═══ Supplied material ═══
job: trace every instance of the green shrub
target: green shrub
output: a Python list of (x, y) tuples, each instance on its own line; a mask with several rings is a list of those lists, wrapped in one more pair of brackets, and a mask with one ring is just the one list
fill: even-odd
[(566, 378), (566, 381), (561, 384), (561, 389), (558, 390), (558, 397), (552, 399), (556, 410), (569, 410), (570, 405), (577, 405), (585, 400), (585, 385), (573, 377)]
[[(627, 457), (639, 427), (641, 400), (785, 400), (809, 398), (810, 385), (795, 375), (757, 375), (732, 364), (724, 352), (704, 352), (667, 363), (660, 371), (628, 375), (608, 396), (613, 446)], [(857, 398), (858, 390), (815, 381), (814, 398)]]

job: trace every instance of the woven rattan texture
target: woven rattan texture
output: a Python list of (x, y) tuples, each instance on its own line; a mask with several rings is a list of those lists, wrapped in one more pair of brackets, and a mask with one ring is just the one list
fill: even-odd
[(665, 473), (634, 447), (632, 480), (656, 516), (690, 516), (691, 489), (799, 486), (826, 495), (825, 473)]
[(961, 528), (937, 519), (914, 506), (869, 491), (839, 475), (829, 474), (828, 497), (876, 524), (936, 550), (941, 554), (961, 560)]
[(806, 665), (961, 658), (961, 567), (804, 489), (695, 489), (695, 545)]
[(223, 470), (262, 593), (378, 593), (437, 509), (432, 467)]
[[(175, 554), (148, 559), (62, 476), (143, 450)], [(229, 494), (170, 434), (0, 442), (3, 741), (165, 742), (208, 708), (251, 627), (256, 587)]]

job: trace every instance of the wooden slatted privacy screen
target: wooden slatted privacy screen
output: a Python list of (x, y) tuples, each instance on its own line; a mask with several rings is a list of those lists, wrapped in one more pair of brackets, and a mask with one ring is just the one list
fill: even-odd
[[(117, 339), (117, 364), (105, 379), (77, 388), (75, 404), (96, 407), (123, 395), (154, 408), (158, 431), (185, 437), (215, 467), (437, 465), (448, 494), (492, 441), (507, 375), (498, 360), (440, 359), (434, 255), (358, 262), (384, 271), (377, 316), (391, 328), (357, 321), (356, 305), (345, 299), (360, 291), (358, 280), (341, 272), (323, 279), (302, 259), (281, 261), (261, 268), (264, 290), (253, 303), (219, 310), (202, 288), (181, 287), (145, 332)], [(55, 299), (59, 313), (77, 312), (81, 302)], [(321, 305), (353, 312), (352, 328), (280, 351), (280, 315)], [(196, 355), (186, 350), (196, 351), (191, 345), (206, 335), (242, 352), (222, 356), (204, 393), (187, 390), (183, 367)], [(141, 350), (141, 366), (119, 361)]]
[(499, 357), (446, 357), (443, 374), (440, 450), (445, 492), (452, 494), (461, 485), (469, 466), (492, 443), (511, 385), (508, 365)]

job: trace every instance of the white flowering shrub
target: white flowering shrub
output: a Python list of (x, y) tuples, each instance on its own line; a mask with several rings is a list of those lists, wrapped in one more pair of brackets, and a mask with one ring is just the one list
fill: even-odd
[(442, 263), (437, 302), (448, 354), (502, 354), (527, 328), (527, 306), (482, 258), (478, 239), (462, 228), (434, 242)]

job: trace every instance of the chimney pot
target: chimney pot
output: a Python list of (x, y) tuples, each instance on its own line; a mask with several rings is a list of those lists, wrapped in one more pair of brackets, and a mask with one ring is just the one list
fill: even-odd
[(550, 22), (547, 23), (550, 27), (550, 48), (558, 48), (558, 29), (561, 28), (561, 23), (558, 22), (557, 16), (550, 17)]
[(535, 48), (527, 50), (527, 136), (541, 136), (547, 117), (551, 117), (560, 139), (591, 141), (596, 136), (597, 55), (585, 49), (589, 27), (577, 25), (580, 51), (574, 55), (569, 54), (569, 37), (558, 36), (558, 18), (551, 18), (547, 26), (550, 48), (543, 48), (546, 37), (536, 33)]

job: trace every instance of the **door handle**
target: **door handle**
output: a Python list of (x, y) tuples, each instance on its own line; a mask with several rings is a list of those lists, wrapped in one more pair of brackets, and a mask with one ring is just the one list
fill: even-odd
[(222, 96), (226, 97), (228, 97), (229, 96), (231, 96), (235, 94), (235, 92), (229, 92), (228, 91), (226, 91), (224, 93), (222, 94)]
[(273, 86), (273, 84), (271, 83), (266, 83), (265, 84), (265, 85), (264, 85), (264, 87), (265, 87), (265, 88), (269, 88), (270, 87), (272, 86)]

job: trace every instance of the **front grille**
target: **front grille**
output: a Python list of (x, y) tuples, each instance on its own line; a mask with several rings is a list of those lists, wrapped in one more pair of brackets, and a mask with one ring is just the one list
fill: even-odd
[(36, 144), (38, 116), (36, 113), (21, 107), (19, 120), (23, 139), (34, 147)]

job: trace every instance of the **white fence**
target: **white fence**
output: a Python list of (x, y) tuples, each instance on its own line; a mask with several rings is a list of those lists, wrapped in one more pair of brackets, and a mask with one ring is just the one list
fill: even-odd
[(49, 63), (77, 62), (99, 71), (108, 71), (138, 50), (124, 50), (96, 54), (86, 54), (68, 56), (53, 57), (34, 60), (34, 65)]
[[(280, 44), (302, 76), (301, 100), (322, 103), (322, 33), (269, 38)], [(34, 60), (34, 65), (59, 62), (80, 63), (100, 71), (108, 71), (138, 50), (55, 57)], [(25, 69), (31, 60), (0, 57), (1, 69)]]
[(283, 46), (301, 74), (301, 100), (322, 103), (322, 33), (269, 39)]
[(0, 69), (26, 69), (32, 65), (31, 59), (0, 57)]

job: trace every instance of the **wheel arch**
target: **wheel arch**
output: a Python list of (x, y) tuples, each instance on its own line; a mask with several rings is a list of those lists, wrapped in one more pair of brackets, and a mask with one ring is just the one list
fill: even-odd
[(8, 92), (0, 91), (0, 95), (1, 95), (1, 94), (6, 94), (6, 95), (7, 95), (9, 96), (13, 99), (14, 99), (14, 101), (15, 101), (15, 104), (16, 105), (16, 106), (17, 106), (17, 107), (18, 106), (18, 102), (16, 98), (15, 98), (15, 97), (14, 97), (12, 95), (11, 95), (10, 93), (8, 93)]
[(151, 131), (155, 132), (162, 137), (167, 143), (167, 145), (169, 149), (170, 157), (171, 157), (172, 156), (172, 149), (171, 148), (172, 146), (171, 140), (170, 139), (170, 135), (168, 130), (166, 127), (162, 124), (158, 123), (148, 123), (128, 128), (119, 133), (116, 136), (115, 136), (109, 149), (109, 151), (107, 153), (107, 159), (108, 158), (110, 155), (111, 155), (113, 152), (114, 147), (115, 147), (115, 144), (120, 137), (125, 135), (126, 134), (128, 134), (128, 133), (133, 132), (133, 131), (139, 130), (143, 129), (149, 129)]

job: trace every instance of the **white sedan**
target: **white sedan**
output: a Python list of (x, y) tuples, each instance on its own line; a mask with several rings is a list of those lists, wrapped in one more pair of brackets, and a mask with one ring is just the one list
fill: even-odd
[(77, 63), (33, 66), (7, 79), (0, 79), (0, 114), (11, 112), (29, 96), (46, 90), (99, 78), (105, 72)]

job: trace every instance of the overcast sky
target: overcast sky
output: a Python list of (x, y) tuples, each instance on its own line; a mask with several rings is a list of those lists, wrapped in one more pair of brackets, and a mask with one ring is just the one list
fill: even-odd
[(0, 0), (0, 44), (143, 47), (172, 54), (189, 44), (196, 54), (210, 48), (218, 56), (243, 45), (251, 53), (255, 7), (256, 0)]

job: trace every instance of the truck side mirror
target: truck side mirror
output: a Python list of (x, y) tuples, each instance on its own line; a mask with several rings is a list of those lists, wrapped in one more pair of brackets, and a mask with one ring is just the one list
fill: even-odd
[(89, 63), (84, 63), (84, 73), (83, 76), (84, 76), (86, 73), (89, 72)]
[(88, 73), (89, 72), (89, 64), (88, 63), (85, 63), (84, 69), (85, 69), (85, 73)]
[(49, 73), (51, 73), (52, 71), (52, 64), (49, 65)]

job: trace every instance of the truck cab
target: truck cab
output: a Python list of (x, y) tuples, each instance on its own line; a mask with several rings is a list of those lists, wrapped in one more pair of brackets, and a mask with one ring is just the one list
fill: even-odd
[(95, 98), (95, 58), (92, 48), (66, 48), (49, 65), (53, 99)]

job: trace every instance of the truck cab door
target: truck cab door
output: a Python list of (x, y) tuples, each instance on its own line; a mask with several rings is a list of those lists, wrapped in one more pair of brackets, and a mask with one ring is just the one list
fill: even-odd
═══
* [Aim] Put the lines of the records above into a Markdown table with the columns Row and Text, starting at the first line of the records and ending at the line containing "381), (814, 398)]]", both included. Number each line under Row, and leave out any blank lines.

* [Right answer]
| Row | Text |
|---|---|
| 1 | job: trace every instance of the green shrub |
| 2 | target: green shrub |
| 3 | output: a Python list of (x, y) tuples, each instance on its own line; a mask with several rings is a list of those lists, wrapped in one more pair of brackets, and a mask with one ring is just the one list |
| 4 | fill: even-odd |
| 5 | [(566, 378), (566, 381), (561, 384), (561, 389), (558, 390), (558, 397), (552, 399), (556, 410), (569, 410), (570, 405), (577, 405), (585, 400), (585, 385), (573, 377)] |
| 6 | [[(627, 457), (639, 427), (641, 400), (785, 400), (809, 398), (810, 385), (795, 375), (757, 375), (732, 364), (724, 352), (704, 352), (667, 363), (660, 371), (628, 375), (608, 396), (613, 446)], [(857, 398), (858, 390), (815, 381), (814, 398)]] |